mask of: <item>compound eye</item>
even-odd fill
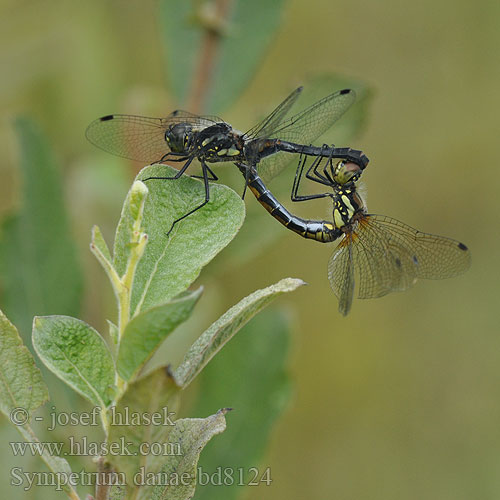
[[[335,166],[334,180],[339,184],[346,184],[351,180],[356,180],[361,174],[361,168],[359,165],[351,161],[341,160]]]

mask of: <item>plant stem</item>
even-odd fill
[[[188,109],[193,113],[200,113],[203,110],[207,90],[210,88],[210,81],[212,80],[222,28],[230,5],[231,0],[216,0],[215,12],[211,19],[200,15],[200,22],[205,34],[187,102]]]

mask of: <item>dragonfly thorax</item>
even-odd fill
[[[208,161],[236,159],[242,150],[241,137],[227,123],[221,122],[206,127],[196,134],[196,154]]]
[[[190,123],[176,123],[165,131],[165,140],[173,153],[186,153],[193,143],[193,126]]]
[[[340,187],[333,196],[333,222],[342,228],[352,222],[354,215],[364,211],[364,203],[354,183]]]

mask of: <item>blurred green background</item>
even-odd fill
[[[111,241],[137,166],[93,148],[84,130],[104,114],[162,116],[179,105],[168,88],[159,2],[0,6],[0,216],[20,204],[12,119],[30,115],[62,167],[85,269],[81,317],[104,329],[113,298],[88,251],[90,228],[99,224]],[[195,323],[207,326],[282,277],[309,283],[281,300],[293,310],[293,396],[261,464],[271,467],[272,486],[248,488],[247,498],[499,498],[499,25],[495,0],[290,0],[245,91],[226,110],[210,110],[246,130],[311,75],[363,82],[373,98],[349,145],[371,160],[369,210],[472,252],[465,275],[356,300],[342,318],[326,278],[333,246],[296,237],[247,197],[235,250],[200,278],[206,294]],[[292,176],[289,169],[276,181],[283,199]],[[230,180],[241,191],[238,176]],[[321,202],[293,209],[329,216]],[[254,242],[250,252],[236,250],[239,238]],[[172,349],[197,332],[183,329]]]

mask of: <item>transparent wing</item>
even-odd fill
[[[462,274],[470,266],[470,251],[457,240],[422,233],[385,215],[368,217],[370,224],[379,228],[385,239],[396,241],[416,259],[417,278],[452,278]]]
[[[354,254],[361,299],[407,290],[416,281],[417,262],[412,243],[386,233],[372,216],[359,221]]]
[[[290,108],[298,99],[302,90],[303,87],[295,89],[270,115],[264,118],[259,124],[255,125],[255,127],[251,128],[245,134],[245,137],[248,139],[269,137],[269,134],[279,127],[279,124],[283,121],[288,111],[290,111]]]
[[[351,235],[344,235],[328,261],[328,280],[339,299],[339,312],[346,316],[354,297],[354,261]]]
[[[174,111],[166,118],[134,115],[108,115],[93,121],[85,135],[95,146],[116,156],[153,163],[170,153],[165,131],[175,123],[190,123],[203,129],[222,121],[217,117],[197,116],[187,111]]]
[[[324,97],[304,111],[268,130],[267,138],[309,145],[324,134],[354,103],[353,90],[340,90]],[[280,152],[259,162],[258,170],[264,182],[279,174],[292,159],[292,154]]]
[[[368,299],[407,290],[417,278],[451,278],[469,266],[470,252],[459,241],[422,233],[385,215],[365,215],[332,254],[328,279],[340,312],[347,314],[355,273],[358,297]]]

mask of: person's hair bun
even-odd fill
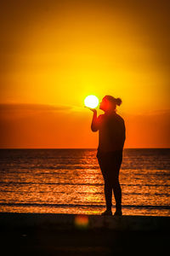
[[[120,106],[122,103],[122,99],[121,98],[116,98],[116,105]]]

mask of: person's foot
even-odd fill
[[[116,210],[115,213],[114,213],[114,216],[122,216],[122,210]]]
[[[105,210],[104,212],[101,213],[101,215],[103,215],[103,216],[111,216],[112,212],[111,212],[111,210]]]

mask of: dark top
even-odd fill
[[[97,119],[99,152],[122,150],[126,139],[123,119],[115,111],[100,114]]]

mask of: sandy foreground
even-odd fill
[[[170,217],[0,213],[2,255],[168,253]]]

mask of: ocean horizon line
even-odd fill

___

▸ **TASK REQUIREMENTS**: Reproduce the rows above from the line that has "mask of: dark top" through the end of the rows, changing "sandy foreground" to "beach sand" and keeping everything else the same.

▸ **THE RESULT**:
mask of: dark top
even-odd fill
[[[97,119],[99,152],[122,150],[126,139],[123,119],[115,111],[100,114]]]

mask of: beach sand
even-odd fill
[[[170,217],[0,213],[2,255],[168,253]]]

mask of: ocean horizon line
even-odd fill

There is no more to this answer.